## PROBLEM REQUIREMENTS
Your task is to copy every line of the entries that contains "grass".

## DATA SHOWN

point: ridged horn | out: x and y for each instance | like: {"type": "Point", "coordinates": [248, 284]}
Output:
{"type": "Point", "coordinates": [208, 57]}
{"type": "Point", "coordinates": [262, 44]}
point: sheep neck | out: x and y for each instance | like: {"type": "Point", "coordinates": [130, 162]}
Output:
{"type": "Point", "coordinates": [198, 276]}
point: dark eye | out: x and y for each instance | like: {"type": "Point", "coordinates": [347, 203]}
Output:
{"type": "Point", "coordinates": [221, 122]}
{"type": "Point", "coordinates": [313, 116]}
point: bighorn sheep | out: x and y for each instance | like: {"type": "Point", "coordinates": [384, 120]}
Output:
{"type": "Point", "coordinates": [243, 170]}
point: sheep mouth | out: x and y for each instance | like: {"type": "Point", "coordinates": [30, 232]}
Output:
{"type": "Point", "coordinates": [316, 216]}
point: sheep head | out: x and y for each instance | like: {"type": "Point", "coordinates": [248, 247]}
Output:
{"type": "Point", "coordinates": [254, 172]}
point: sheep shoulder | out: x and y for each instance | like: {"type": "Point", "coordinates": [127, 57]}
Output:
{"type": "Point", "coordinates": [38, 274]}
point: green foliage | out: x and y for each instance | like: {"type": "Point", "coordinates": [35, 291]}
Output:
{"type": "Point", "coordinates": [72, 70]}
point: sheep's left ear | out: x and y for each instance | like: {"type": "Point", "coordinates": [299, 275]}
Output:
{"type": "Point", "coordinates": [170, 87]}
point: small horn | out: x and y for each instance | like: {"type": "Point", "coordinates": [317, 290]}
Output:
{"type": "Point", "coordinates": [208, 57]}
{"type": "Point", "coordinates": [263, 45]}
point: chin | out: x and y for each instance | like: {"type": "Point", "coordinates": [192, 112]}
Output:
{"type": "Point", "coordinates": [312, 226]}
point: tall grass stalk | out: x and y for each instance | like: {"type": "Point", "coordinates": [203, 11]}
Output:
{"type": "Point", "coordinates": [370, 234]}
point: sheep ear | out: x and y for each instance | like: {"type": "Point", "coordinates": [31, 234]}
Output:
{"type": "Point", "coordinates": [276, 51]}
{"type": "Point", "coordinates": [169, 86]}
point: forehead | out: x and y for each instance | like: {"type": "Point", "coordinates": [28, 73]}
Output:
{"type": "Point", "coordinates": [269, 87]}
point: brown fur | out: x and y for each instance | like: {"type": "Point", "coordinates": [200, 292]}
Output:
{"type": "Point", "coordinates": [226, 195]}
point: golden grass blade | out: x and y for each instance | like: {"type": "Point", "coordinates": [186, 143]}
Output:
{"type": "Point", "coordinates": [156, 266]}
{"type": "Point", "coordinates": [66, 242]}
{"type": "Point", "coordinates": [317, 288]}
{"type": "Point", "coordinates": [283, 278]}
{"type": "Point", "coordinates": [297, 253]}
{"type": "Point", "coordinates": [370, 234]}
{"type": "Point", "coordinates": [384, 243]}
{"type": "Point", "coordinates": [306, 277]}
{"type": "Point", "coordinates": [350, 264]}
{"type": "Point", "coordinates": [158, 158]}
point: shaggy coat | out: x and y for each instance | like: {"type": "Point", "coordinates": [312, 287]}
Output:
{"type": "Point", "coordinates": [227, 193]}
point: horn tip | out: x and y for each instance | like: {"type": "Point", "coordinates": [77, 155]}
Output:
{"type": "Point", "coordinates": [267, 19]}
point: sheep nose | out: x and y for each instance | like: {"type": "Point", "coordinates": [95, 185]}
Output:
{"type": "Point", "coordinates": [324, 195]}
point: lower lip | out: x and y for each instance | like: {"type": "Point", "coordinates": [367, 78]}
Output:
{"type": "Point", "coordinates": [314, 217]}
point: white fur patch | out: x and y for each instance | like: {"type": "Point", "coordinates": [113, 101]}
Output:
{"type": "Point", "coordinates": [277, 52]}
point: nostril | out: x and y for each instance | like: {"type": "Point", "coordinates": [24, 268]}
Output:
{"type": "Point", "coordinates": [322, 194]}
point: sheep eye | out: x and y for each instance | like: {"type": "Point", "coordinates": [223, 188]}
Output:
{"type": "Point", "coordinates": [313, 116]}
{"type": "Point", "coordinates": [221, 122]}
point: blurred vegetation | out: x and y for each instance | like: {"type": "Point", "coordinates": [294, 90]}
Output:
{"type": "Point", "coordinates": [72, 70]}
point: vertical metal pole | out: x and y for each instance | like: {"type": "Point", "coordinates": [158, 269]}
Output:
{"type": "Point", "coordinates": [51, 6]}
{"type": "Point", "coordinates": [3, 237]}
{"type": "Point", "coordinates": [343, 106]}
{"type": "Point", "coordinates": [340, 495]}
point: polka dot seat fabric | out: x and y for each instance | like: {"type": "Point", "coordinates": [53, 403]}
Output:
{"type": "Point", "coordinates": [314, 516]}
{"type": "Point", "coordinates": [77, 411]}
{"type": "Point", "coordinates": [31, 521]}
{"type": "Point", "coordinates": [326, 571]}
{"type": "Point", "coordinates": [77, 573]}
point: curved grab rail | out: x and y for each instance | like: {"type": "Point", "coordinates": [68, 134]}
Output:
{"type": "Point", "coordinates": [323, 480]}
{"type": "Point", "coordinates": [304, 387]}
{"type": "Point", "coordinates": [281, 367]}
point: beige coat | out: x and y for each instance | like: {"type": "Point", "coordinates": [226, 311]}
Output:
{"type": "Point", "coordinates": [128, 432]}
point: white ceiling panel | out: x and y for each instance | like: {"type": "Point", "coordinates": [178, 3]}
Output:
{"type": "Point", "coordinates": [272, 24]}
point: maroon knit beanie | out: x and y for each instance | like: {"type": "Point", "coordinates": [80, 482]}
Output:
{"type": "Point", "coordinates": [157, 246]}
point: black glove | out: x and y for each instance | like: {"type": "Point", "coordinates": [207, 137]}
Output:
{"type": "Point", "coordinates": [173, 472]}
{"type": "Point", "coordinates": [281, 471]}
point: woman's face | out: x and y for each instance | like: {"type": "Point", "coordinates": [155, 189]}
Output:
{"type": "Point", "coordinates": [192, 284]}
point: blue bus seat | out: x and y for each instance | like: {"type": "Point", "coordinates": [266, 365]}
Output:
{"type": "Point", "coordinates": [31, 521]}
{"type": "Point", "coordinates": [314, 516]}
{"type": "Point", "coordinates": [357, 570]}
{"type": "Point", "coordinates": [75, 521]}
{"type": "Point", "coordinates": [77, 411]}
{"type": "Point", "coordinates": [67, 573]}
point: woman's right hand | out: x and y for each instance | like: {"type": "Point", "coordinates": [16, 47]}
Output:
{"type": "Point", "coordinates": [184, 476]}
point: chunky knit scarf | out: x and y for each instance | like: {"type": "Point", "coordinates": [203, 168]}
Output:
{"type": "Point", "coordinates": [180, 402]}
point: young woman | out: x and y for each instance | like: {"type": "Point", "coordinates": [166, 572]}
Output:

## WRITTEN REPLY
point: tall grass stalk | out: x and y for each instance | like: {"type": "Point", "coordinates": [203, 11]}
point: golden grass blade | out: x and y for each instance | like: {"type": "Point", "coordinates": [186, 143]}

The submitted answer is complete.